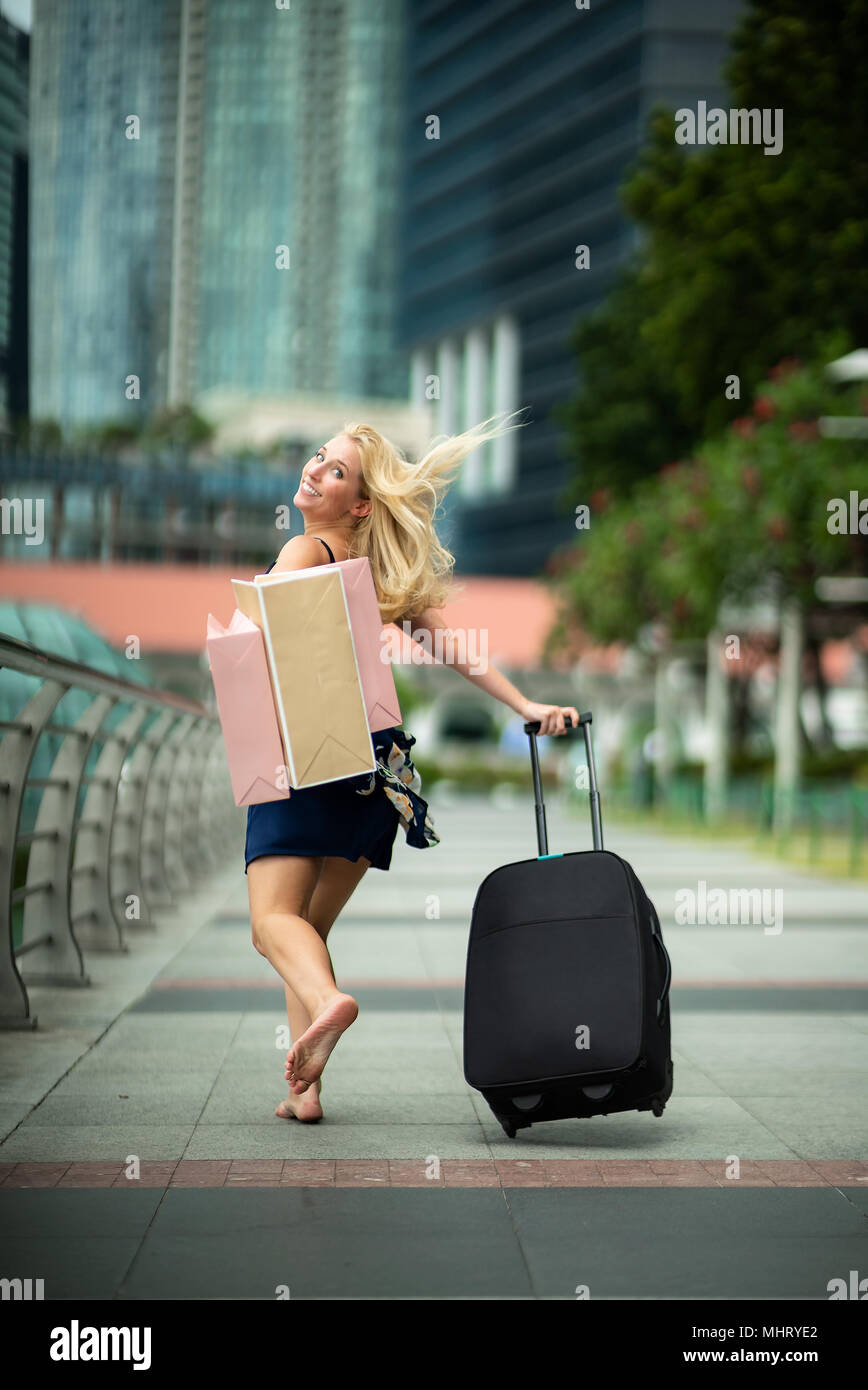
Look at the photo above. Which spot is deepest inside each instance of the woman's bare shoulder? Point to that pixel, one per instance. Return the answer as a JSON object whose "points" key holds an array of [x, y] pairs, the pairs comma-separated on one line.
{"points": [[301, 552]]}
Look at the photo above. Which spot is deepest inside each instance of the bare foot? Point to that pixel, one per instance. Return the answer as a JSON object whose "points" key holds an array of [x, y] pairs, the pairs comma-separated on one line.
{"points": [[308, 1057], [302, 1107]]}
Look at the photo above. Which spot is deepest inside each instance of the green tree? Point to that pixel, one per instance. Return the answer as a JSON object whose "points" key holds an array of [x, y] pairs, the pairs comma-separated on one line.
{"points": [[747, 257]]}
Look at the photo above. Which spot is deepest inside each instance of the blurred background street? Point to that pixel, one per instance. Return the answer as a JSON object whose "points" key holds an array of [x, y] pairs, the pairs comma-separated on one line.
{"points": [[230, 228]]}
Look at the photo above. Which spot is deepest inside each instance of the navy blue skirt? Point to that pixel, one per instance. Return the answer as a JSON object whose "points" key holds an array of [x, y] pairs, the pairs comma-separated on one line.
{"points": [[349, 818]]}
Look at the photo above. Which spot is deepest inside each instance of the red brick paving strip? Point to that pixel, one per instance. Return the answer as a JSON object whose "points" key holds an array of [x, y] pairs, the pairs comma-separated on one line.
{"points": [[452, 1172]]}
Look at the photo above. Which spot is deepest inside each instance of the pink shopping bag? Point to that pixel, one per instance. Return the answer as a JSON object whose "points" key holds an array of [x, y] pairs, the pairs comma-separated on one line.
{"points": [[245, 705], [365, 622]]}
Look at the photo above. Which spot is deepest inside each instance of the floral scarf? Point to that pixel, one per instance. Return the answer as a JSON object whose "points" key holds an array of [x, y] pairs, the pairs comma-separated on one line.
{"points": [[401, 781]]}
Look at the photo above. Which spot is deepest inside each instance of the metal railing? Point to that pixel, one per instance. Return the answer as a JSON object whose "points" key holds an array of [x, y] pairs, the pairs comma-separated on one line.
{"points": [[135, 808]]}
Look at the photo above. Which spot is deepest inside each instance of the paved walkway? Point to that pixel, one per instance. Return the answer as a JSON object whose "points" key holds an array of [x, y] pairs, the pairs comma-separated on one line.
{"points": [[139, 1115]]}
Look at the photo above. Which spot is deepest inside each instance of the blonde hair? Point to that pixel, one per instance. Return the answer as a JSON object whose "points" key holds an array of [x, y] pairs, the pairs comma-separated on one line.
{"points": [[412, 569]]}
******************************
> Exercise details
Omit the images and transcribe all of the records above word for word.

> Result for this exercise
Look at the photo above. Which spot is deepest inside each instance of the woman's bare shoulder? Point to that pixel, one per instance. Return the answer as a JSON object whose "points" key holds an array of [x, y] pairs, the pairs comma-separated on one line.
{"points": [[301, 552]]}
Look at the photo above. Which spot is deepest inside each instance of the bare foot? Point to that pixel, one per instance. Return the answer as a JSON object whose "points" key holds an array of [x, y] pairs, the pairs comma-separated on one line.
{"points": [[308, 1057], [302, 1107]]}
Look at the photo above. Which spot is deepest inside each instance of the green tree? Point to that pixel, one per instance. Return the answer as a JSON object whose "points" key holds an array of [x, y] pairs, the pairs comma-separated on one line.
{"points": [[747, 257]]}
Look at the photo above. Which spot is deepest inside each instance of the blurred background street? Point to that pixel, one per instance. Return the answer as a JSON object whose "points" key holds an array of [x, y] pairs, the pairs comma-separated on one line.
{"points": [[230, 228]]}
Look at the photo above. Which spot is deepest inside each instance of the navy blue skirt? Point to that pixel, one per instance. Return the answer as a JSON object whose "points" key holds an array of [x, y] pairs, the pairs comma-separated on one line.
{"points": [[349, 818]]}
Look at the photo above. Which spot is deepest inside each instance of the red brick paving strip? Point to that pixel, one per instance. Return the answer as a JSON object whose "points" key holds an array of [x, y] pairs, the pairs comma-separated on one line.
{"points": [[452, 1172]]}
Look at the photo above. Which spot is deepest inside each instance of the pink shopping bag? Point to that pixel, one per instance. Return the answer as a JSON object whose "points" key holds an array of [x, y] pairs, the pairs comma-separated on one line.
{"points": [[245, 705], [365, 622]]}
Look at the photo above. Which spot is deepest inside each instance of the floral scarf? Point to that pixel, one per instance. Return the answer as a JSON object whose "points" key holds an array of [x, y] pairs, the pairs comma-separated on one line.
{"points": [[401, 781]]}
Look at the photo above. Which spot is deepest inside each instance of the metal railing? Point to that pixel, one per instance. Return the answer as a JSON object whose "points" key holds an array of [x, y] pairs, the pairs comma-separated on one line.
{"points": [[135, 808]]}
Look at the photo above. Which spot is deepest inside each instance of the paved walkway? Point to that pixel, one per instance. Return the answer as a JSON object whose "points" key holds an array of [x, y] pairs, the pairs comma-separated on one line.
{"points": [[139, 1115]]}
Look at the photo above. Which spot is deepest inside each instance of the blonde hair? Point to that pixel, one per instance. Return the answer as a JSON object whose "points" key holds an array of [x, y] pairs, the pairs comma-separated on one line.
{"points": [[412, 569]]}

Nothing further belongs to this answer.